— What is being asked —
In the listing, from its beginning up to and including the line with "[216,302,254,329]", replace "pinstriped" with "striped" and write those lines out again with nothing else changed. Omit the pictures.

— Exercise data —
##########
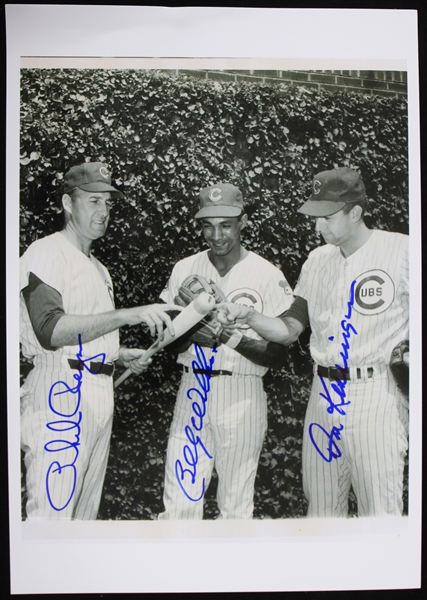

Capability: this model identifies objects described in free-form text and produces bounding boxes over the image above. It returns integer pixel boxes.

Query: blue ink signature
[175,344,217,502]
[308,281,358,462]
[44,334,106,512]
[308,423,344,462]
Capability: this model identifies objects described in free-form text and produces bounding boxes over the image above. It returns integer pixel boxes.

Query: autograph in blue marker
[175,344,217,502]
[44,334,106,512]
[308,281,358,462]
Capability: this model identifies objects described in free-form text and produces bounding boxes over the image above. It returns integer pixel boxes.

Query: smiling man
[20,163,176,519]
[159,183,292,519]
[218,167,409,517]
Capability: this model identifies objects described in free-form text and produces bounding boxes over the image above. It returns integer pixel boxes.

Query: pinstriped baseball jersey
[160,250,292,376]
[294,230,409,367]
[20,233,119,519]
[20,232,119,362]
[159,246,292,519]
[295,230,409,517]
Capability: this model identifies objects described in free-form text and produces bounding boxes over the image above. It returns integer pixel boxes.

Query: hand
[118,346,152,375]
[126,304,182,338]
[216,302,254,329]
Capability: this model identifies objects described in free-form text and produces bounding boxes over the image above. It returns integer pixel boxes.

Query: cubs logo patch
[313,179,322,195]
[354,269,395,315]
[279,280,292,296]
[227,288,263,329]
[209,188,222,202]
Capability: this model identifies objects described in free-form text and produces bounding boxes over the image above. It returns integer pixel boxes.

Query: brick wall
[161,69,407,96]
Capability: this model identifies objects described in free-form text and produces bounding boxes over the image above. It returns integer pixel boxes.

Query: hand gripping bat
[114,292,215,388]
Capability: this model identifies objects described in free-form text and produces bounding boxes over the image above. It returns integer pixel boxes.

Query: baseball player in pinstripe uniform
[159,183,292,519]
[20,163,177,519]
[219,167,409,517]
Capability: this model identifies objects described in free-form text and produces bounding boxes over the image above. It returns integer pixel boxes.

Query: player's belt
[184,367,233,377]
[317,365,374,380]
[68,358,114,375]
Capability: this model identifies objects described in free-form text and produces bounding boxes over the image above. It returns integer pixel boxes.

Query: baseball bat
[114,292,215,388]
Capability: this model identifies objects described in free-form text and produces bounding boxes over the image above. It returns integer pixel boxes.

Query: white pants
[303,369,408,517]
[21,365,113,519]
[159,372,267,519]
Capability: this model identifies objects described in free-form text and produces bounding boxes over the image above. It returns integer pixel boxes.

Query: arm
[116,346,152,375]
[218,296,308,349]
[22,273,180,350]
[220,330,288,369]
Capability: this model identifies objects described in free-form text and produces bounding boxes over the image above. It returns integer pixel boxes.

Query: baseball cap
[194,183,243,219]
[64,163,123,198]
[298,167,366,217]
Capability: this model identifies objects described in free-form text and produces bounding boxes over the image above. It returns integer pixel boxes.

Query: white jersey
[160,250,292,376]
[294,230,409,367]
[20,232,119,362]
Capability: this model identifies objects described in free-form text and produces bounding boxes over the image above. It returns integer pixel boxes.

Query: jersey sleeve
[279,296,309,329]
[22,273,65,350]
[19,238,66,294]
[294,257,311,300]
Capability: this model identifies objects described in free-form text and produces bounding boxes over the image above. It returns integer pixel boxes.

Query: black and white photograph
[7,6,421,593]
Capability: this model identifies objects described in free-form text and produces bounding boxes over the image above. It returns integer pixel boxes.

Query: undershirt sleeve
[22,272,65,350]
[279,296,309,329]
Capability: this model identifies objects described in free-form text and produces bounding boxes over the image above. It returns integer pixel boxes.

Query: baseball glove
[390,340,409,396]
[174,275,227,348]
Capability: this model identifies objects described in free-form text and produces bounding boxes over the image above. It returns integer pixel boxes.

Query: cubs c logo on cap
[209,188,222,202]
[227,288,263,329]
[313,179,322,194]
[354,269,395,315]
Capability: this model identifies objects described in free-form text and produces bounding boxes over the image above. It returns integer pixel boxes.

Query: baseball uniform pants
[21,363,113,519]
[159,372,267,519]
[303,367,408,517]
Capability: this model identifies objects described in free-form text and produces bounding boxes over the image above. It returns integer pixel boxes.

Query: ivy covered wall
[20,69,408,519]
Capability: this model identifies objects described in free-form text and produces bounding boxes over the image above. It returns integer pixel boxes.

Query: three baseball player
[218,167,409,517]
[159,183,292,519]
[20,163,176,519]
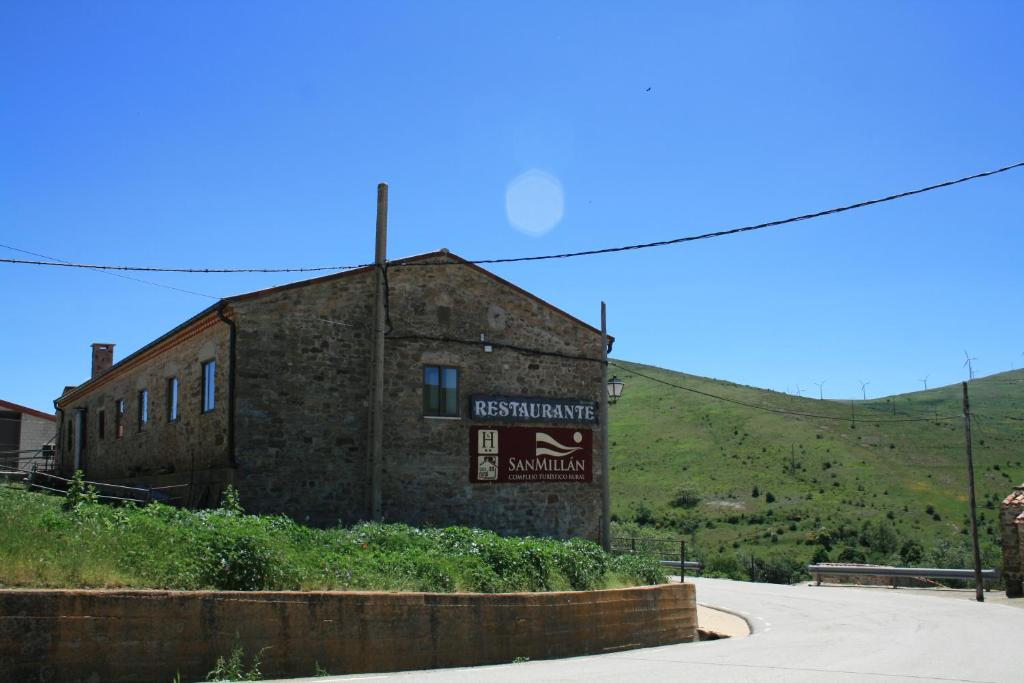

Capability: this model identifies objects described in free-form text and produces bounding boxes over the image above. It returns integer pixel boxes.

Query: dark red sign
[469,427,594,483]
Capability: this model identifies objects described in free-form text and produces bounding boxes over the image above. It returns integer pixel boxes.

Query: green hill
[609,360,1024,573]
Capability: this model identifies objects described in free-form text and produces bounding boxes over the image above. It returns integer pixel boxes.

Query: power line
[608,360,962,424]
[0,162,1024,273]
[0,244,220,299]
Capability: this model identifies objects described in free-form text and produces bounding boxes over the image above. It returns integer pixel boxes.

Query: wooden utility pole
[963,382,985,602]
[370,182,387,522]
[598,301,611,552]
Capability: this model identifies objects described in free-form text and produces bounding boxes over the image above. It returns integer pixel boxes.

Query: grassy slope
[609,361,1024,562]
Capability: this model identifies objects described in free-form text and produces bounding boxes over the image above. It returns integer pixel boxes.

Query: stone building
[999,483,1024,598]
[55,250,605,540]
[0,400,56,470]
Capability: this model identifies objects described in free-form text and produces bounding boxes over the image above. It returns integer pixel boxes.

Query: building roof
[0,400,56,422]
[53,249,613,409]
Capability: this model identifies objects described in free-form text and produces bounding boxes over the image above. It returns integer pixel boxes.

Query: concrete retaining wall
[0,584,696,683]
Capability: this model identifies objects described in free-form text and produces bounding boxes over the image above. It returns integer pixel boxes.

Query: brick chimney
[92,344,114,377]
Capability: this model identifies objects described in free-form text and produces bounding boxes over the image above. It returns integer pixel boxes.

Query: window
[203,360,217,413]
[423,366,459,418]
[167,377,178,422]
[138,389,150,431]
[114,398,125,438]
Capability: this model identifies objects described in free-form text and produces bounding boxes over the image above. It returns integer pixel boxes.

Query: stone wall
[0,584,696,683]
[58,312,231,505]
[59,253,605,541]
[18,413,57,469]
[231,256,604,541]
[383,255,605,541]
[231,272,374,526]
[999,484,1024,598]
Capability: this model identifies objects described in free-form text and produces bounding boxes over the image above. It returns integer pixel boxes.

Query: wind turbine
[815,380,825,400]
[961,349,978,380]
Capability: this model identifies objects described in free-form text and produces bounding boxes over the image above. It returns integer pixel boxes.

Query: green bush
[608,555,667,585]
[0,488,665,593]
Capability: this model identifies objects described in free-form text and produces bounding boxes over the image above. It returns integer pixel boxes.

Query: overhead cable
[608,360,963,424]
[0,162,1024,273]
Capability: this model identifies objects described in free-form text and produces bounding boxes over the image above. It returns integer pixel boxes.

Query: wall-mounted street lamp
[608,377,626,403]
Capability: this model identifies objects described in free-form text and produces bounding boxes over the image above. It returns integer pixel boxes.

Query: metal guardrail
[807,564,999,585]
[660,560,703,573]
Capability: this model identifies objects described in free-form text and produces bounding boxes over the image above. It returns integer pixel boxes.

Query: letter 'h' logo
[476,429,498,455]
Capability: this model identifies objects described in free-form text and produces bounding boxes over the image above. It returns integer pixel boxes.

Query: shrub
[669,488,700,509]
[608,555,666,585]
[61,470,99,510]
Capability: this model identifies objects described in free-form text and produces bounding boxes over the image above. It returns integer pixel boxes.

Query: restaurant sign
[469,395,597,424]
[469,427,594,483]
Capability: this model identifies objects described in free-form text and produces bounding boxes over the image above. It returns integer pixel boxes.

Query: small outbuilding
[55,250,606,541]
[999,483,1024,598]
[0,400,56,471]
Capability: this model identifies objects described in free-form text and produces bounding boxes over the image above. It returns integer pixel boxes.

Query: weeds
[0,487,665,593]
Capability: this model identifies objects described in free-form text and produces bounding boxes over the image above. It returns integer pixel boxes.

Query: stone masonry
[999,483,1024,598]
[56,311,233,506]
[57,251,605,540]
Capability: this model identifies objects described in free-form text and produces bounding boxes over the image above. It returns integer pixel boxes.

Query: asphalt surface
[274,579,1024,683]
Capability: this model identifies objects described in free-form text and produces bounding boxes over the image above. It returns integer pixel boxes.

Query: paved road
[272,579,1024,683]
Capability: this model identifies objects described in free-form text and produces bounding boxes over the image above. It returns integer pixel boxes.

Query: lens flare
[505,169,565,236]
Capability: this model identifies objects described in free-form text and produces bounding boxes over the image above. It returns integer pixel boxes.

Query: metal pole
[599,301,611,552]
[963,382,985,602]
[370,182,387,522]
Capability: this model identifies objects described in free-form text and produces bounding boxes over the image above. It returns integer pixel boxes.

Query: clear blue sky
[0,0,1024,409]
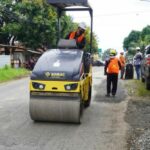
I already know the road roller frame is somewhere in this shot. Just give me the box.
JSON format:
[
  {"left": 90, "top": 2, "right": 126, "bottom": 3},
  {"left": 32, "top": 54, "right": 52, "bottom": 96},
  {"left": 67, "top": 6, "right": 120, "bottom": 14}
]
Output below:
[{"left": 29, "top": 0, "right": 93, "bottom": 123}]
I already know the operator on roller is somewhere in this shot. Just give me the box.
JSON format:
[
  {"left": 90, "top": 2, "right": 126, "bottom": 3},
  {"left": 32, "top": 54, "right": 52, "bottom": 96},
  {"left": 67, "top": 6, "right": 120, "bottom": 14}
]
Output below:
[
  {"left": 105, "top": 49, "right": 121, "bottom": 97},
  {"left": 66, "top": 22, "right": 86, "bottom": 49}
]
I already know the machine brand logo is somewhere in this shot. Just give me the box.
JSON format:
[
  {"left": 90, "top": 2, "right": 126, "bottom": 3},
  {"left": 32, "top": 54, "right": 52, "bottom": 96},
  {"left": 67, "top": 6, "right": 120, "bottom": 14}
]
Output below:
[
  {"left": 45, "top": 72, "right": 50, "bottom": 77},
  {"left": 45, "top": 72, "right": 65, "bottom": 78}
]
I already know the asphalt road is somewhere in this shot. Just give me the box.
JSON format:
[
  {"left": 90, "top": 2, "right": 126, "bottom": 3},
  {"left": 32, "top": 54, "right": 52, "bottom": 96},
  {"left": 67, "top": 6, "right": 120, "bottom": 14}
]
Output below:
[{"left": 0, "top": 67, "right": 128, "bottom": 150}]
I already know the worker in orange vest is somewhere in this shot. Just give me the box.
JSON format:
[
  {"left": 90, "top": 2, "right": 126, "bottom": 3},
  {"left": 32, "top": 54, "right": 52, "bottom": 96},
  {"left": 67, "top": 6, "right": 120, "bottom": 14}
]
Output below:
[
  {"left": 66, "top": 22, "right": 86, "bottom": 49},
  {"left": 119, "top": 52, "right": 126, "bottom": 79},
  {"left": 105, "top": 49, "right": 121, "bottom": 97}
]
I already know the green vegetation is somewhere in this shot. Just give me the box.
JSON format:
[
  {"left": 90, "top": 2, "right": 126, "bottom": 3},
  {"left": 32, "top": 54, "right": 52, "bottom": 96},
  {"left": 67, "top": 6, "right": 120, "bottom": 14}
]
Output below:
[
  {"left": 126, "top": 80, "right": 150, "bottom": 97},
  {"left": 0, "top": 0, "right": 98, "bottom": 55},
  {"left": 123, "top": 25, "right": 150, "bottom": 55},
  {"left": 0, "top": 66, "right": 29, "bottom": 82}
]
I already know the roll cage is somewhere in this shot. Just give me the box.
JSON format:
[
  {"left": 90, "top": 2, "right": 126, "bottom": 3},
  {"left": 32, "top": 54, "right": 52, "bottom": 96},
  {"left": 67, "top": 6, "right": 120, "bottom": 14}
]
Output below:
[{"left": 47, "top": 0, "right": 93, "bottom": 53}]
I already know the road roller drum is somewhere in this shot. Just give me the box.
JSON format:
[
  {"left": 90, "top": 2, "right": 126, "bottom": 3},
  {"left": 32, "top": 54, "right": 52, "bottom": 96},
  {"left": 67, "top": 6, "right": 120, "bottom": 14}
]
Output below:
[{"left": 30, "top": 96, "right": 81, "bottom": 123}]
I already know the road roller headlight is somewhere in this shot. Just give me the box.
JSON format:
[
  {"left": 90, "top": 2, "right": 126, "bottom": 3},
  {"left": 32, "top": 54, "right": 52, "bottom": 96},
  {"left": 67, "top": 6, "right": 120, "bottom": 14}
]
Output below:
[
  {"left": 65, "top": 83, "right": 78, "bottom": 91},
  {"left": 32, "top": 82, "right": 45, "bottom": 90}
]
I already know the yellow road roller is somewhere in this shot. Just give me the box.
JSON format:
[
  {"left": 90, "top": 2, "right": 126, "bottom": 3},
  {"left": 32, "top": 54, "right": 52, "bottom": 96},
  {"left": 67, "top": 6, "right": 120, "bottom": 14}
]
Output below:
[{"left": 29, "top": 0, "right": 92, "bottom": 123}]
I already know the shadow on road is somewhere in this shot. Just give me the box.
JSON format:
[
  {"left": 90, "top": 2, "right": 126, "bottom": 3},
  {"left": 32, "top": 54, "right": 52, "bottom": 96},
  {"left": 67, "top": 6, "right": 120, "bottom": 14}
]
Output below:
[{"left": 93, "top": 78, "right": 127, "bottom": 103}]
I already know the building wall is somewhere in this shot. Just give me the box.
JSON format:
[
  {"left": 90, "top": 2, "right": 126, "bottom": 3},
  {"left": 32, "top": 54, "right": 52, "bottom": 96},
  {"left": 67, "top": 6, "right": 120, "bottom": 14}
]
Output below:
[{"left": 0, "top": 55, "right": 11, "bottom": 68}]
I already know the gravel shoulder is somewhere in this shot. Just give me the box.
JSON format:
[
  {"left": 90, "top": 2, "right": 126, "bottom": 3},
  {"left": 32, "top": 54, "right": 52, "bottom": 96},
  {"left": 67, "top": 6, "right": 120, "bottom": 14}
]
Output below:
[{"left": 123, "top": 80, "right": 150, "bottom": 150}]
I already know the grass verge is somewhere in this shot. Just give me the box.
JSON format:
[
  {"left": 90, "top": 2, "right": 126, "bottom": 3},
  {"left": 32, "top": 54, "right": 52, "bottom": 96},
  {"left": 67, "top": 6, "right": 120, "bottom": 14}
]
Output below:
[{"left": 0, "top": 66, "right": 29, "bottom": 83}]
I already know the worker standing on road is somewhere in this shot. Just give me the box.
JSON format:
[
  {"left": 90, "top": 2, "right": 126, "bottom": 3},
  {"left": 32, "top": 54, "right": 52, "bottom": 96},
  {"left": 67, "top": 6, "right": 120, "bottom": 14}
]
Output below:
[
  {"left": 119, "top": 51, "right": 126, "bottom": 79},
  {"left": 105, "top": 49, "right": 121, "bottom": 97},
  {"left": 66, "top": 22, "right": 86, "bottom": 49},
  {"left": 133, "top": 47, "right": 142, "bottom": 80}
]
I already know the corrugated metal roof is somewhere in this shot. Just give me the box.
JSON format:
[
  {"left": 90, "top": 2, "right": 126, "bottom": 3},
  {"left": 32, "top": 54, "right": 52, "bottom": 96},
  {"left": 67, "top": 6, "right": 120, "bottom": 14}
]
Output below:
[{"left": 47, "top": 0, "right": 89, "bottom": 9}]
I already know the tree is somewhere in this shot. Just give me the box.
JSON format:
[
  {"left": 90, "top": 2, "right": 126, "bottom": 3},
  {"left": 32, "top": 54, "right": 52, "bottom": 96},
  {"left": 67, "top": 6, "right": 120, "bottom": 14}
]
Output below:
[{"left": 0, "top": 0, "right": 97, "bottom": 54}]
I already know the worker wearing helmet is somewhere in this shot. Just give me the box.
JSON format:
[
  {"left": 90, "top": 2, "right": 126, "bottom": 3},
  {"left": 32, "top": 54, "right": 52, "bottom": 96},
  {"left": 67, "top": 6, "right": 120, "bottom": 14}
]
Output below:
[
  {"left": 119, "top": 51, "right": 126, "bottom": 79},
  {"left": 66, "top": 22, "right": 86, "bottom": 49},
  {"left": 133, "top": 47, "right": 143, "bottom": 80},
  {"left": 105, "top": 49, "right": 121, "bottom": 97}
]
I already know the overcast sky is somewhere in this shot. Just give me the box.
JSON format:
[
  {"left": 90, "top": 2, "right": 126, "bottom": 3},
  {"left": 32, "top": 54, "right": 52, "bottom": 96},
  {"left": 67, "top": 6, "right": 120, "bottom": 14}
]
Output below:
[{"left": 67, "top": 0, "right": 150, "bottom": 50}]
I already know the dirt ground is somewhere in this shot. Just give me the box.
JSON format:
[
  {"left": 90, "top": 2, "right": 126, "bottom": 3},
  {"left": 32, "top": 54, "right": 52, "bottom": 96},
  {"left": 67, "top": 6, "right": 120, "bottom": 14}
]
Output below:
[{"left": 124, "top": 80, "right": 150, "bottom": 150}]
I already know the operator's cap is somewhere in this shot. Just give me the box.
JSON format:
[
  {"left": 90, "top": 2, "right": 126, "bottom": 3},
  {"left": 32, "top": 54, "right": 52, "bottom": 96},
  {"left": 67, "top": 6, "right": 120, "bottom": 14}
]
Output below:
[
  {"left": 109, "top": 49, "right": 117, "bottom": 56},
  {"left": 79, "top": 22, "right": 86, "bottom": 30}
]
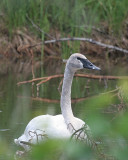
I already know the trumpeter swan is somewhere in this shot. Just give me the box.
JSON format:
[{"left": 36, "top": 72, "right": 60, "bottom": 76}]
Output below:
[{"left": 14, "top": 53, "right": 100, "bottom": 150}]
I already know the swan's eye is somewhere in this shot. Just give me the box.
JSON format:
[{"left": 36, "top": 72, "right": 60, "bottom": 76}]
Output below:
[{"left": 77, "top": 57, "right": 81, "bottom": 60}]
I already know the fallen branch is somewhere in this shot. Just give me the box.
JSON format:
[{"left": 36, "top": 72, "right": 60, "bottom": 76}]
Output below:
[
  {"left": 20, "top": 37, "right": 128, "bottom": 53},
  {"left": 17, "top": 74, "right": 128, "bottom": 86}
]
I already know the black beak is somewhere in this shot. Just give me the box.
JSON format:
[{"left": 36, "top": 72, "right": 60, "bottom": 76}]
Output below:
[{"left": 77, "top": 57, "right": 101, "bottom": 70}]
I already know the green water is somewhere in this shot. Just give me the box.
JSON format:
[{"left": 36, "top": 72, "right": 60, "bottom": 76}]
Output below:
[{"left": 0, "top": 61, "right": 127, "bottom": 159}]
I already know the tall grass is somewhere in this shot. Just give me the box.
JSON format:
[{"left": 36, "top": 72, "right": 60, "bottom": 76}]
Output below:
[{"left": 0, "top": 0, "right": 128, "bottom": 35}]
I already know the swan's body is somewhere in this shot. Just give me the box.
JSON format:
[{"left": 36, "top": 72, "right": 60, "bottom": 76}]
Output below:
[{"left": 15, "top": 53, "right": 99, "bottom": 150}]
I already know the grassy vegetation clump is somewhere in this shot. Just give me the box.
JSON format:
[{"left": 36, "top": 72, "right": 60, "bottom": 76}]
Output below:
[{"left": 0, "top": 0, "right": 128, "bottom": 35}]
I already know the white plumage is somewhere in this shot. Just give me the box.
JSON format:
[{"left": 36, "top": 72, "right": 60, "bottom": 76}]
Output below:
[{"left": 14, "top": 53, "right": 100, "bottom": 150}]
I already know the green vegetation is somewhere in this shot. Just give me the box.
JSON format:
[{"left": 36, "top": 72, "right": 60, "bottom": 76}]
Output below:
##########
— Exercise response —
Capability: this model identifies objects described in free-form text and produces bounding boxes over the image above. It returns integer pixel boxes.

Query: blue ink signature
[175,344,217,502]
[308,281,358,462]
[44,334,106,512]
[308,423,344,462]
Capability: this model identifies objects described in free-form text and produces bounding boxes over the image above. It returns integer pixel boxes.

Query: autograph in blue marker
[175,344,217,502]
[44,334,106,512]
[308,281,358,462]
Capability: this model identifies objects described in free-form text and produces bounding boxes over the image above. It returns integer pixel boxes.

Query: smiling man
[20,163,176,519]
[159,183,292,519]
[218,167,409,517]
Capability: this model identifies objects described in free-form text and produces bounding boxes over the image above. It returns integer pixel boxes.

Query: striped baseball jersey
[160,250,292,376]
[294,230,409,367]
[20,233,119,519]
[20,232,119,362]
[159,246,292,519]
[295,230,409,517]
Capability: this model identifies objects described in free-form text and produces bounding boxes over the image above. It returns integer pixel boxes.

Query: hand
[118,346,152,375]
[126,304,182,338]
[216,302,254,329]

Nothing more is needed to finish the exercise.